[Given text]

For now I celebrate the small victories. I’ve been shielding for nearly 3 years due to Covid. I’m fortunate to have a family home in Ireland in the Kerry mountains. Not to be in that lovely house amongst the spectacular mountains and beautiful beaches has been hard. I’m not one to sit back on my laurels. I contacted the ferry companies to see if they could help in keeping me safe and away from people on the crossing. The disability team were fantastic. They told me what would be the best ship to book. They said they would arrange for us to be boarded early and kept away from the crowds. 


Maggie and I were slightly anxious at attempting this. We boarded at Holyhead. The wonderful staff were true to their word. I was boarded first and taken in the lift before others came along. We had booked club class as that is often less busy. A really friendly woman welcomed us from the lift and said that Irish Ferries would like to offer me a complimentary cabin. They felt this would be safer for me. I was blown away by their thoughtfulness and kindness.

[/Given text]
[Provided data]

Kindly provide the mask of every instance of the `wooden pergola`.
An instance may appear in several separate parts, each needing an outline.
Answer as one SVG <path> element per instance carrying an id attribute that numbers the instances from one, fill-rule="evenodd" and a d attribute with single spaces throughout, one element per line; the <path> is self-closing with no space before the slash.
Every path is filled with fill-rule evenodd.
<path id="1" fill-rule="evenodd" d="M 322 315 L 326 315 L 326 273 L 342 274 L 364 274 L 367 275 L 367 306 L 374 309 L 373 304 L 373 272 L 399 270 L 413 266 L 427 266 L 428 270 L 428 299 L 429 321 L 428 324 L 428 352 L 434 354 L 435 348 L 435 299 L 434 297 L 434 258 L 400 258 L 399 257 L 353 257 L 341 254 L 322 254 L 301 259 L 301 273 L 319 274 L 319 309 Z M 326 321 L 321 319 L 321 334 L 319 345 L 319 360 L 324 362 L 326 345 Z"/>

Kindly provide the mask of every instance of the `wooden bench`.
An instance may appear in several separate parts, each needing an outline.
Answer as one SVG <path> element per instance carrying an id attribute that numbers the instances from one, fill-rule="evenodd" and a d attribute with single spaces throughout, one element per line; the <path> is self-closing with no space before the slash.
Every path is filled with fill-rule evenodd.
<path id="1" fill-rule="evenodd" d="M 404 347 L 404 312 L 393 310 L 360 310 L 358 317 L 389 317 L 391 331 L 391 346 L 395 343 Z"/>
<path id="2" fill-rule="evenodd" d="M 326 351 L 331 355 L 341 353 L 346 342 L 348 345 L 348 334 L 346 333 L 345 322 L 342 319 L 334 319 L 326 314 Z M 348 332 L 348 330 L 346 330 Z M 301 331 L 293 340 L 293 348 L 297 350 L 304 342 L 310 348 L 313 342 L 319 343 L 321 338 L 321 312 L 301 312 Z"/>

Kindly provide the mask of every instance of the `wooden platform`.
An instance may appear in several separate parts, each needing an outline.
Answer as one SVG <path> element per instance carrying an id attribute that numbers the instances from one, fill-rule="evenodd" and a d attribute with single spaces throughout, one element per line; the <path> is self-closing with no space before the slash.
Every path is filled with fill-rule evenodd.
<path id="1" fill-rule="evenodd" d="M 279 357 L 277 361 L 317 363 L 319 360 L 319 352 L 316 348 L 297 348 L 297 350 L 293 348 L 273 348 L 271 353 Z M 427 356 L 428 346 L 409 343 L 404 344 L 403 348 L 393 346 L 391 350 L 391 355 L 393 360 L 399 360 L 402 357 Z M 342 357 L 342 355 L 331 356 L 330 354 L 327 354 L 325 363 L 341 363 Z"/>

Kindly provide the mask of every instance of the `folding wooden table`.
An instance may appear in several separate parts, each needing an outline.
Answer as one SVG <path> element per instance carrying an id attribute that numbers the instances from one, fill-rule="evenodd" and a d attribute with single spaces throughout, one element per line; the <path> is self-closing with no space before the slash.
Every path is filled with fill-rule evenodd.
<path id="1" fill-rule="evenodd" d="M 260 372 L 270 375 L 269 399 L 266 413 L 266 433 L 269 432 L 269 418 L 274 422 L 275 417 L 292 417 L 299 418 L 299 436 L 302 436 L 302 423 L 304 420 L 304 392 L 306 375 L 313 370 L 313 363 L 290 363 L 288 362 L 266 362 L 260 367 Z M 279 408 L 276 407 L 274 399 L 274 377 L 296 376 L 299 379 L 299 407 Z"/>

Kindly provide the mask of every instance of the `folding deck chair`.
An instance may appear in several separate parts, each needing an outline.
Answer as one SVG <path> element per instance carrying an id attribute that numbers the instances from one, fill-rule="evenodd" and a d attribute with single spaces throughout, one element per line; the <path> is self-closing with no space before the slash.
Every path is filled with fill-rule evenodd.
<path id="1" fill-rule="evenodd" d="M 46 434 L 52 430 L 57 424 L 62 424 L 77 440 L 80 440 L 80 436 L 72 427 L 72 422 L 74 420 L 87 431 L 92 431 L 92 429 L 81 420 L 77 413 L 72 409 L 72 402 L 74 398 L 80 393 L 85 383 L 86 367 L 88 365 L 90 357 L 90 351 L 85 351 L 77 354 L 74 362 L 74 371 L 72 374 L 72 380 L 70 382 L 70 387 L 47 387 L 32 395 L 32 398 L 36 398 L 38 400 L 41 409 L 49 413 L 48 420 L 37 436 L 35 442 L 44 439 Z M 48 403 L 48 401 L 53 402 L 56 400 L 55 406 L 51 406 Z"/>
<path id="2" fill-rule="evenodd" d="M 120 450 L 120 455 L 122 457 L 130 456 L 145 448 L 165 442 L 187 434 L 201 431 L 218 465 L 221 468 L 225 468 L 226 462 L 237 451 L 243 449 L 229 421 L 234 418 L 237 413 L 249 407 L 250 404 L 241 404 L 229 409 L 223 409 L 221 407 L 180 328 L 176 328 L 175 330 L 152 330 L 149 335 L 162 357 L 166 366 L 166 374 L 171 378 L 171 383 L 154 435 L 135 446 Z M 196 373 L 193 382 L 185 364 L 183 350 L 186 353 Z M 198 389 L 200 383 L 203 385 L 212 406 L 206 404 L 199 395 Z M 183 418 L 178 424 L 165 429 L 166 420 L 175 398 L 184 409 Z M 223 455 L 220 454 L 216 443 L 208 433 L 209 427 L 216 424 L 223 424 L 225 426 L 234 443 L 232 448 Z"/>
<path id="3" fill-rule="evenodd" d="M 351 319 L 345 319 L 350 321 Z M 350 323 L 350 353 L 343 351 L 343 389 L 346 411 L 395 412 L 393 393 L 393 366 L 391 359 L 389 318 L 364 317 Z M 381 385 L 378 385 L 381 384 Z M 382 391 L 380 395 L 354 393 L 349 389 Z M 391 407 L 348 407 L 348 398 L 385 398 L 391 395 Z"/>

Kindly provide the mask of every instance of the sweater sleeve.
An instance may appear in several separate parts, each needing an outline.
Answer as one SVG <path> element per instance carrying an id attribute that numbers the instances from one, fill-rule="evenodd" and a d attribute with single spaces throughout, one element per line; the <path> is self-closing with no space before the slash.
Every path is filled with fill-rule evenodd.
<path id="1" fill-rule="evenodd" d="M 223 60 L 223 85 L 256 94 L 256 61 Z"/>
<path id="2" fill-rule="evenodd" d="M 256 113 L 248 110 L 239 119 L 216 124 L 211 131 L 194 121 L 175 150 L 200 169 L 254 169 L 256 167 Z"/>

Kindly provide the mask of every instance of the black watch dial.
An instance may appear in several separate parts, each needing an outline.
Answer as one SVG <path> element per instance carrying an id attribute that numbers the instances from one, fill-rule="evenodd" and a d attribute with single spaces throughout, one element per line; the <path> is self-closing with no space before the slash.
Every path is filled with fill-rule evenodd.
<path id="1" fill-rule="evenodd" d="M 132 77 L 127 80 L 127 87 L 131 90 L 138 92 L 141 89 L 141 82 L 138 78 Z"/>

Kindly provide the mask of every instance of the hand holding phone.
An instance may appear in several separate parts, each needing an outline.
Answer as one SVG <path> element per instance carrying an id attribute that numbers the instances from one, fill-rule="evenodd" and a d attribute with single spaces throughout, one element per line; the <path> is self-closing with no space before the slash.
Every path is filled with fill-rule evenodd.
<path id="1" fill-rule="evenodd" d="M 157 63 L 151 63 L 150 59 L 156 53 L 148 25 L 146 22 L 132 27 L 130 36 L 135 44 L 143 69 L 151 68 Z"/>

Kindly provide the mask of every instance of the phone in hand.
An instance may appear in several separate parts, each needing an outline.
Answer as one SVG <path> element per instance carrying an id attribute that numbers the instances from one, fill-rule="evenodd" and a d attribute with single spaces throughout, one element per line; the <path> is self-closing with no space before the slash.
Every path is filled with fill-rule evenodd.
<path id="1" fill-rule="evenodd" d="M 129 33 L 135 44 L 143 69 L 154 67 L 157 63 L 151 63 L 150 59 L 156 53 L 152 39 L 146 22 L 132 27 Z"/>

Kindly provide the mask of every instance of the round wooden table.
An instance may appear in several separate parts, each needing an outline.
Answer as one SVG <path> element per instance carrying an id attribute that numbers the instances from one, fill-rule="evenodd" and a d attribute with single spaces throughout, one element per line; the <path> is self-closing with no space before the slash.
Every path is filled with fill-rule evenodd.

[/Provided data]

_Using the information_:
- a) In the ferry crossing account, why did the writer and Maggie book club class?
- b) Continue the account of the ferry crossing, starting after its last sentence.

_Answers provided_:
- a) They booked club class because it is often less busy.

- b)
As we were arriving and before people had been asked to start moving to car decks and to foot passenger exits, we were escorted down to the car deck. No one was around. It was strange being on such a quiet and empty car deck. The friendly and helpful young man talked to us from a social distance until it was time to get in the car. I can’t tell you how relieved and impressed Maggie and I were with Irish Ferries. They really deserve some love and respect. We are living through challenging times. Customer service in many organisations is at an all time low. People can be quick to complain. I think it’s also important to be quick to compliment too. Thank you from the bottom of my heart to Irish Ferries who made my soul smile and physically and emotionally gave me a real boast. 


Being back in my “happy place” has been a real tonic. It’s been great to spend some time with my sister Sandra and her husband Terry. They came out and joined us for a few days. They coped very well with the need to have windows open and wear masks. It’s been lovely to see and catch up with some of our Irish family and friends too. It’s been a joy to be back in such majestic scenery. It just makes you breathe easier.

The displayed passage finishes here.